Task description
Wherever the word "below" turns up in a line of the entries, copy that line.

################

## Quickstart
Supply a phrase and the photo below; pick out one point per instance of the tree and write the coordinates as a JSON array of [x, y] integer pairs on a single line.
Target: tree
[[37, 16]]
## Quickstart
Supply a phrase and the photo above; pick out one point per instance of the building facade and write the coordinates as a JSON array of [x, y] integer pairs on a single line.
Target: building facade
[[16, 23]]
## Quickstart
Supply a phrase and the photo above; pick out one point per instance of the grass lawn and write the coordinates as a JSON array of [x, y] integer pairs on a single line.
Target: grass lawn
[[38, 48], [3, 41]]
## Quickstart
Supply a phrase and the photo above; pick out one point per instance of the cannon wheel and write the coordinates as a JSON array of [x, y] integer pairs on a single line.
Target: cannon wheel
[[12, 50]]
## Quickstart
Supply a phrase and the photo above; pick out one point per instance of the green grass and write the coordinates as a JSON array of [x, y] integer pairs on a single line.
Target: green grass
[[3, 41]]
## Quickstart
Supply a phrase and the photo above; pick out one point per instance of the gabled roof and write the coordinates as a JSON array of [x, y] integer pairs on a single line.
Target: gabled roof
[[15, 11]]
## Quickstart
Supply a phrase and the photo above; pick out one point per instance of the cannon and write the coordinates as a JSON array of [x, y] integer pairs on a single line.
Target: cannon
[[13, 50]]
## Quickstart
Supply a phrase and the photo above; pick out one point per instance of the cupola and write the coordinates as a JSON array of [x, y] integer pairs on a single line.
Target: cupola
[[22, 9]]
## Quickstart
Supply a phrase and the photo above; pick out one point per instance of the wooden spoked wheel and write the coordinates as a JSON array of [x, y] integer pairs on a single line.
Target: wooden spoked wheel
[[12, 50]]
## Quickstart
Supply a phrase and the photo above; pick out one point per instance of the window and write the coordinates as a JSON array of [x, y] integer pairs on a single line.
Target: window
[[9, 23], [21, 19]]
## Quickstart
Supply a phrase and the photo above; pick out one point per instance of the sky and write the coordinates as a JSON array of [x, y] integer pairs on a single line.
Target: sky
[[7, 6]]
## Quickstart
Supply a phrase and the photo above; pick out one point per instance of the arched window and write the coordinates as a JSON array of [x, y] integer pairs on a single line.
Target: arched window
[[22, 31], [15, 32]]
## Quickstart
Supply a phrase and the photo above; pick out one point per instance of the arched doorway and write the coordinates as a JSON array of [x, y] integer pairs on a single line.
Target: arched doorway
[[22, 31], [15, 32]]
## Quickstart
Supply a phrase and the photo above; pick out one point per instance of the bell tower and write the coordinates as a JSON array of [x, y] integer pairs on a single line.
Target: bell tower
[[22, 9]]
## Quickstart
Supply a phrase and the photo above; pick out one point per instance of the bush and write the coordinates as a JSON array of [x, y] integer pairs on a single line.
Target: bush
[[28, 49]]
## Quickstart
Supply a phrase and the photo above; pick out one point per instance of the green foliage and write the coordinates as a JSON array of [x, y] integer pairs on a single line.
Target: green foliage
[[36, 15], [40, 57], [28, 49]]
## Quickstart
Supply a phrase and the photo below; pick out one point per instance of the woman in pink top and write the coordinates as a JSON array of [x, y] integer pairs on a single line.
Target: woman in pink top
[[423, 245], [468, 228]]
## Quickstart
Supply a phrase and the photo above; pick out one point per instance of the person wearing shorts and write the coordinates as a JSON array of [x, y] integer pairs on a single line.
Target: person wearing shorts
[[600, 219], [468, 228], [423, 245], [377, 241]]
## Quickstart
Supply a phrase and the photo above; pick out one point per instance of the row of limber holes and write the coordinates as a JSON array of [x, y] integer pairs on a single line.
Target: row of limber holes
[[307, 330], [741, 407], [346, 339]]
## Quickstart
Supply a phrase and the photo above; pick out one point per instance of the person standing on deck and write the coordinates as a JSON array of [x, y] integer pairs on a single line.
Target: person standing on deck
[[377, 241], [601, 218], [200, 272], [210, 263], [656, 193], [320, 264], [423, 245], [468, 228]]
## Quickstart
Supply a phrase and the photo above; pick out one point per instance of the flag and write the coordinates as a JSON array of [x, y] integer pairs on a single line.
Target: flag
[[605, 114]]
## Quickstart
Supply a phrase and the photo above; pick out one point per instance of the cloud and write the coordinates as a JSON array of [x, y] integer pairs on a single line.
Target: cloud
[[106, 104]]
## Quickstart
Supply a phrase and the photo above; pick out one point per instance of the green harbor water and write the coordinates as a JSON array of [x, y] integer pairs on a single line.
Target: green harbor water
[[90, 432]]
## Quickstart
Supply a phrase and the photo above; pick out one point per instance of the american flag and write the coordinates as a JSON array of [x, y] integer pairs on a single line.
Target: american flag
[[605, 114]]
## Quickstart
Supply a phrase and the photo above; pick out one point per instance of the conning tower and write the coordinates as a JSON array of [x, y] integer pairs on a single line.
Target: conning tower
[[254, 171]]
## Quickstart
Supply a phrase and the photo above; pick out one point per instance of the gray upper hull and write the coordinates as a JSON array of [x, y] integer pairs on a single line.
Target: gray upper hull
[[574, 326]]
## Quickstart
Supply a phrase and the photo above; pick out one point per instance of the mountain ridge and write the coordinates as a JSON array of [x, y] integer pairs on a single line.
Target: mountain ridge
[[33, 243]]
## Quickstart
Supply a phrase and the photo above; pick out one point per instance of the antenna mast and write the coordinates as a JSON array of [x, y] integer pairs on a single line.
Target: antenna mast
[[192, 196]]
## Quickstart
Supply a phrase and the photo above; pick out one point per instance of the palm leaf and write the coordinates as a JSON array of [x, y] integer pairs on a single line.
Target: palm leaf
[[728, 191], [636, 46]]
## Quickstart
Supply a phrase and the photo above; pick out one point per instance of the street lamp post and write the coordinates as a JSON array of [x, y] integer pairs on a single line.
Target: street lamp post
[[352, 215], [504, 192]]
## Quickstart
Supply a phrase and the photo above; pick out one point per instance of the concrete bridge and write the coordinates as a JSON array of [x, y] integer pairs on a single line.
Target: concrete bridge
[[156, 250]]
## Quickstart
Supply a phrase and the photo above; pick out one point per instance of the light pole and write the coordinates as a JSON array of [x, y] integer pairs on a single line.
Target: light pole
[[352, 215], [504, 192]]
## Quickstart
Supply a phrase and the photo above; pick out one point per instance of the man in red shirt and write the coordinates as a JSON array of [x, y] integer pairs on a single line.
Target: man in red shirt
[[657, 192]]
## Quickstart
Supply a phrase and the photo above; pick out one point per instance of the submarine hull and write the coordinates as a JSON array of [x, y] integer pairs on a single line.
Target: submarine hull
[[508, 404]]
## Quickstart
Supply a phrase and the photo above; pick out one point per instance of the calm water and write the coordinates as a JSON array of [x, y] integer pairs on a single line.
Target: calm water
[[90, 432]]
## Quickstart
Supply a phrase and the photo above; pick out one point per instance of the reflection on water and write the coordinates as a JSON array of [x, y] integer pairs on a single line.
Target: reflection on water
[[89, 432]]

################

Solution to the exercise
Supply a phrase and the photo below; pick out one point per instance of the tree and write the coordinates as a JSON array of [x, y] integer pairs on a single line.
Supply a phrase and the photo below; pick out one point per instance of the woman in pink top and write the coordinates as a JSON array of [x, y] integer pairs on a single line.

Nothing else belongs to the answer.